— INSTRUCTIONS TO FOLLOW —
Reproduce each of the following records line for line, with nothing changed.

[Entries from a dataset]

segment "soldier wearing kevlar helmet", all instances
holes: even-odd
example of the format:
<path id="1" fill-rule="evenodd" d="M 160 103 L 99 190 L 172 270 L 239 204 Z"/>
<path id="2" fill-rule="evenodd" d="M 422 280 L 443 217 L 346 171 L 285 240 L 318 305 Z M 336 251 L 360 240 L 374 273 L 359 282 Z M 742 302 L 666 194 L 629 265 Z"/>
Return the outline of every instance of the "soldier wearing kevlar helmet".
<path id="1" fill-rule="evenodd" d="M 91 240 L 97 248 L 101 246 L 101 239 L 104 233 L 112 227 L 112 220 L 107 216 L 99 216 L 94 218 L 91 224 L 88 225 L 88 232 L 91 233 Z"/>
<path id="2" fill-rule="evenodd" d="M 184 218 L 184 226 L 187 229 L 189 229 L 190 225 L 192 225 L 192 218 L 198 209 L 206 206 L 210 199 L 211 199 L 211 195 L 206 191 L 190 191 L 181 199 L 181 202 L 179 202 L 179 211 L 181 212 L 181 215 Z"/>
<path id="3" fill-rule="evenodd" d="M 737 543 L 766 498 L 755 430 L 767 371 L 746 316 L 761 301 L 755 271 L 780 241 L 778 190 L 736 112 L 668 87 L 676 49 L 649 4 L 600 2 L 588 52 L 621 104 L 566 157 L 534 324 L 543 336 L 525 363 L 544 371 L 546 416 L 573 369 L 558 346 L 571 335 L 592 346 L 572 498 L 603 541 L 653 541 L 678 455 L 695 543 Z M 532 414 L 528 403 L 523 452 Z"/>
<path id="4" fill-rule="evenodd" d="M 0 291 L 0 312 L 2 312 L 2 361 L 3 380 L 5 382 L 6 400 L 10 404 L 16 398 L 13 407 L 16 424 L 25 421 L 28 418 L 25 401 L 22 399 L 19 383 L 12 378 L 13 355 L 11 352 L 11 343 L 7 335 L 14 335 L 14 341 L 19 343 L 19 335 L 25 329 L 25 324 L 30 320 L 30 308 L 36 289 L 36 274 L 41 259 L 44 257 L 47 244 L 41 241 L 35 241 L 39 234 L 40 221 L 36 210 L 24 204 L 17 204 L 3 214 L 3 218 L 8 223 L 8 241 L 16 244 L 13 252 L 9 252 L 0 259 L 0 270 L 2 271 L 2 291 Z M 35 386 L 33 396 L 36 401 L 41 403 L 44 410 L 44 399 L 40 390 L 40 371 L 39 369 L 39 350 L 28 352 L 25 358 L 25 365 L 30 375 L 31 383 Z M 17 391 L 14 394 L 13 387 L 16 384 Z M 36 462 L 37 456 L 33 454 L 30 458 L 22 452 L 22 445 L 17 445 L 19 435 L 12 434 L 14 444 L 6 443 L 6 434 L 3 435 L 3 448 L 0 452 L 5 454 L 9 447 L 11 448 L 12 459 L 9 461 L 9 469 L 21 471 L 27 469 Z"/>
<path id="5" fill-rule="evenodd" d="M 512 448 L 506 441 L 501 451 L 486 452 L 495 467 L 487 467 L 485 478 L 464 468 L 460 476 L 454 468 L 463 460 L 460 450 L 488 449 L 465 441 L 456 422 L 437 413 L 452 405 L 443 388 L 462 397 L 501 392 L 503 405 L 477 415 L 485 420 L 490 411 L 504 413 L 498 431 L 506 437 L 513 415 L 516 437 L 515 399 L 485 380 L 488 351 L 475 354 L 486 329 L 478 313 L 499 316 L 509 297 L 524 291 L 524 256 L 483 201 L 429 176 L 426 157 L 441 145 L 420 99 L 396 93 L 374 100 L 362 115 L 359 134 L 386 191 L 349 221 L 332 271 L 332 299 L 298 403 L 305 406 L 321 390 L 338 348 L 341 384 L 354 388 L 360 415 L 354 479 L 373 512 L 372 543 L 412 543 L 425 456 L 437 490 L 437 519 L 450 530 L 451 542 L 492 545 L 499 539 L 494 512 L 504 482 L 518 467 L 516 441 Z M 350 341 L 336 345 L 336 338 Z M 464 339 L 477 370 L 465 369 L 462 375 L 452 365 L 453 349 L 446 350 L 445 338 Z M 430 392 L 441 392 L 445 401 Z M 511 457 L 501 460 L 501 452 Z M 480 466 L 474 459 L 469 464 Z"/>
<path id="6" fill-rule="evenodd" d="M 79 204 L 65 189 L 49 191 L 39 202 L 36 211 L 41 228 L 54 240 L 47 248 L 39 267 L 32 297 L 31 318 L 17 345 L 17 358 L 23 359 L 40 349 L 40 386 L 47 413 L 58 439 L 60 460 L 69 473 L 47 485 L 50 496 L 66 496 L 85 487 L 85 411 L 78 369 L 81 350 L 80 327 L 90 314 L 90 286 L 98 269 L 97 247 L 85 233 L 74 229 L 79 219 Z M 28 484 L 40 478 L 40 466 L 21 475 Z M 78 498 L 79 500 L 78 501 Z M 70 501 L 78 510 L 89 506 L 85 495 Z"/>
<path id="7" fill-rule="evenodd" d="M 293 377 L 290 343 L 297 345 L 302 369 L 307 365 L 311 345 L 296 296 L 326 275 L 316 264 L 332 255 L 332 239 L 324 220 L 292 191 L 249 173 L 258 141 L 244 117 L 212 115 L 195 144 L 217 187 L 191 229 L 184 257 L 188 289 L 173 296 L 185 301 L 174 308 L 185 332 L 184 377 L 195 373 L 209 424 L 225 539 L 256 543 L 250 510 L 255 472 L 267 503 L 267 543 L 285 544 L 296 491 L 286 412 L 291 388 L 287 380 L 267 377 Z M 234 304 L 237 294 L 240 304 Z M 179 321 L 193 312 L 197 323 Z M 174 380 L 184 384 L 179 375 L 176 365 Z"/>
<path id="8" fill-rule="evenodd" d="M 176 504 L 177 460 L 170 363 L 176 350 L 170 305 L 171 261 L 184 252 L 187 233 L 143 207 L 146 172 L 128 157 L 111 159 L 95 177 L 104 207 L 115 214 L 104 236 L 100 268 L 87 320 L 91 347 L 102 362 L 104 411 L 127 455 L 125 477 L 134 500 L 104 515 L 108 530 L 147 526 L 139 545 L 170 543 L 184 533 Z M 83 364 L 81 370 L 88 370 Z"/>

— FINISHED EXERCISE —
segment "soldier wearing kevlar helmet", all instances
holes: even-odd
example of the format:
<path id="1" fill-rule="evenodd" d="M 160 103 L 99 190 L 172 270 L 239 204 Z"/>
<path id="2" fill-rule="evenodd" d="M 422 280 L 443 217 L 346 171 L 285 240 L 318 305 Z M 336 251 L 360 240 L 374 273 L 359 282 Z M 742 302 L 666 194 L 629 265 Z"/>
Return the outline of every instance of the "soldier wearing kevlar helmet".
<path id="1" fill-rule="evenodd" d="M 91 240 L 97 248 L 101 246 L 101 239 L 104 233 L 112 227 L 112 220 L 107 216 L 99 216 L 94 218 L 91 224 L 88 225 L 88 232 L 91 233 Z"/>
<path id="2" fill-rule="evenodd" d="M 184 218 L 184 226 L 187 229 L 189 229 L 190 225 L 192 225 L 192 218 L 198 209 L 206 206 L 210 199 L 211 199 L 211 195 L 206 191 L 190 191 L 181 199 L 181 202 L 179 202 L 179 211 L 181 212 L 181 215 Z"/>
<path id="3" fill-rule="evenodd" d="M 737 543 L 766 498 L 755 430 L 767 371 L 746 316 L 761 301 L 755 271 L 780 241 L 778 190 L 736 112 L 668 87 L 676 49 L 649 4 L 600 2 L 588 52 L 621 104 L 566 157 L 534 324 L 543 336 L 525 363 L 544 371 L 546 416 L 573 369 L 558 346 L 571 335 L 592 346 L 572 498 L 603 541 L 653 541 L 678 455 L 695 543 Z M 532 414 L 528 403 L 523 452 Z"/>
<path id="4" fill-rule="evenodd" d="M 0 291 L 0 312 L 2 312 L 2 361 L 3 380 L 5 382 L 6 400 L 10 404 L 16 398 L 13 407 L 16 424 L 25 421 L 28 418 L 25 401 L 22 399 L 19 383 L 12 378 L 13 355 L 11 352 L 11 343 L 7 335 L 14 335 L 14 341 L 19 343 L 19 335 L 25 329 L 25 324 L 30 320 L 30 308 L 36 289 L 36 274 L 41 259 L 44 257 L 47 244 L 41 241 L 35 241 L 39 234 L 40 221 L 36 210 L 24 204 L 17 204 L 3 214 L 3 218 L 8 223 L 8 241 L 16 244 L 13 252 L 9 252 L 0 259 L 0 270 L 2 271 L 2 291 Z M 35 386 L 33 396 L 36 401 L 41 403 L 44 410 L 44 399 L 40 390 L 40 371 L 39 369 L 39 350 L 28 352 L 25 358 L 25 365 L 30 375 L 31 383 Z M 17 391 L 14 394 L 13 387 L 16 384 Z M 36 462 L 37 456 L 33 454 L 30 458 L 22 452 L 22 445 L 17 445 L 19 435 L 12 434 L 14 444 L 6 443 L 6 434 L 3 435 L 3 448 L 0 452 L 5 454 L 9 447 L 11 448 L 12 459 L 9 461 L 9 469 L 21 471 L 27 469 Z"/>
<path id="5" fill-rule="evenodd" d="M 512 448 L 506 441 L 501 451 L 486 452 L 495 467 L 487 467 L 485 478 L 464 468 L 460 476 L 454 468 L 463 460 L 460 450 L 488 449 L 465 441 L 456 422 L 437 413 L 452 405 L 443 388 L 462 397 L 501 392 L 503 405 L 477 415 L 485 420 L 490 411 L 504 413 L 498 431 L 506 437 L 513 415 L 516 437 L 515 399 L 485 380 L 488 351 L 475 354 L 486 329 L 478 313 L 499 316 L 509 297 L 524 291 L 524 256 L 483 201 L 429 176 L 426 157 L 441 145 L 420 99 L 396 93 L 374 100 L 362 115 L 359 134 L 386 191 L 349 221 L 332 271 L 332 299 L 298 403 L 305 406 L 321 390 L 338 348 L 341 384 L 354 388 L 360 415 L 354 479 L 373 512 L 372 543 L 412 543 L 425 456 L 437 490 L 437 519 L 450 530 L 451 542 L 492 545 L 499 539 L 494 512 L 504 482 L 518 467 L 516 441 Z M 350 341 L 336 345 L 336 338 Z M 464 339 L 477 370 L 465 369 L 462 375 L 452 365 L 453 349 L 446 350 L 445 338 Z M 430 392 L 441 392 L 445 401 Z M 511 457 L 501 460 L 501 452 Z M 480 466 L 474 459 L 469 464 Z"/>
<path id="6" fill-rule="evenodd" d="M 79 204 L 65 189 L 49 191 L 39 202 L 36 211 L 41 228 L 54 240 L 47 248 L 39 267 L 32 297 L 31 318 L 17 345 L 17 358 L 23 359 L 40 349 L 40 386 L 47 413 L 58 439 L 60 460 L 69 473 L 47 485 L 50 496 L 66 496 L 85 487 L 85 411 L 78 369 L 81 350 L 80 327 L 90 314 L 90 286 L 98 269 L 97 247 L 85 233 L 74 229 L 79 219 Z M 28 484 L 40 478 L 40 466 L 21 475 Z M 78 498 L 79 500 L 78 501 Z M 70 501 L 78 510 L 89 506 L 85 495 Z"/>
<path id="7" fill-rule="evenodd" d="M 293 377 L 290 343 L 297 345 L 302 369 L 307 365 L 311 345 L 296 296 L 326 275 L 316 264 L 332 255 L 332 239 L 324 220 L 292 191 L 249 173 L 258 141 L 244 117 L 212 115 L 195 144 L 217 187 L 191 229 L 184 257 L 188 289 L 173 296 L 185 301 L 174 308 L 185 332 L 184 377 L 195 373 L 209 424 L 225 539 L 256 543 L 250 510 L 255 472 L 267 503 L 267 543 L 285 544 L 296 491 L 286 412 L 291 388 L 287 380 L 267 377 Z M 234 304 L 237 294 L 240 304 Z M 179 321 L 193 312 L 197 323 Z M 174 380 L 184 384 L 179 375 L 176 365 Z"/>
<path id="8" fill-rule="evenodd" d="M 176 504 L 177 460 L 170 363 L 176 350 L 170 305 L 171 261 L 184 252 L 187 233 L 143 207 L 146 172 L 128 157 L 111 159 L 95 177 L 104 207 L 115 214 L 104 236 L 100 268 L 87 320 L 91 347 L 102 362 L 104 411 L 127 455 L 125 477 L 134 500 L 104 515 L 108 530 L 147 526 L 139 545 L 170 543 L 184 533 Z M 83 364 L 81 370 L 88 370 Z"/>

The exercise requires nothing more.